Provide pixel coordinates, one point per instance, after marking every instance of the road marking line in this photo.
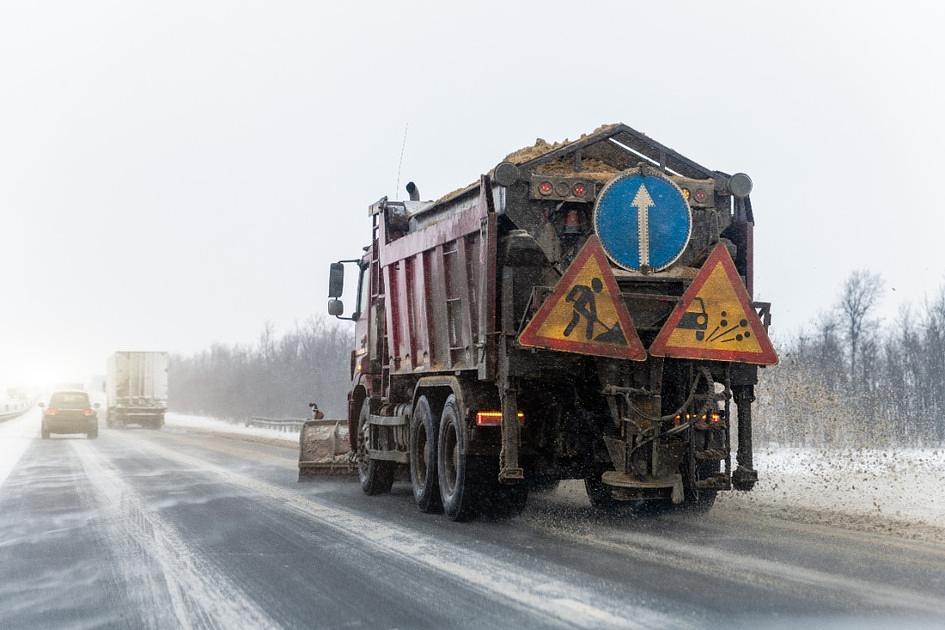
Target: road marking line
(16, 436)
(198, 593)
(556, 599)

#####

:: Exercise instructions ::
Convert all of the material above into a JSON list of strings, one string per line, skipping blank lines and leaving out the picture.

:: Result for this task ::
[
  "Provide pixel coordinates, one point per instance, after marking every instance of the road marking line in this photo.",
  "Target: road marking line",
  "(16, 436)",
  "(198, 593)",
  "(556, 599)"
]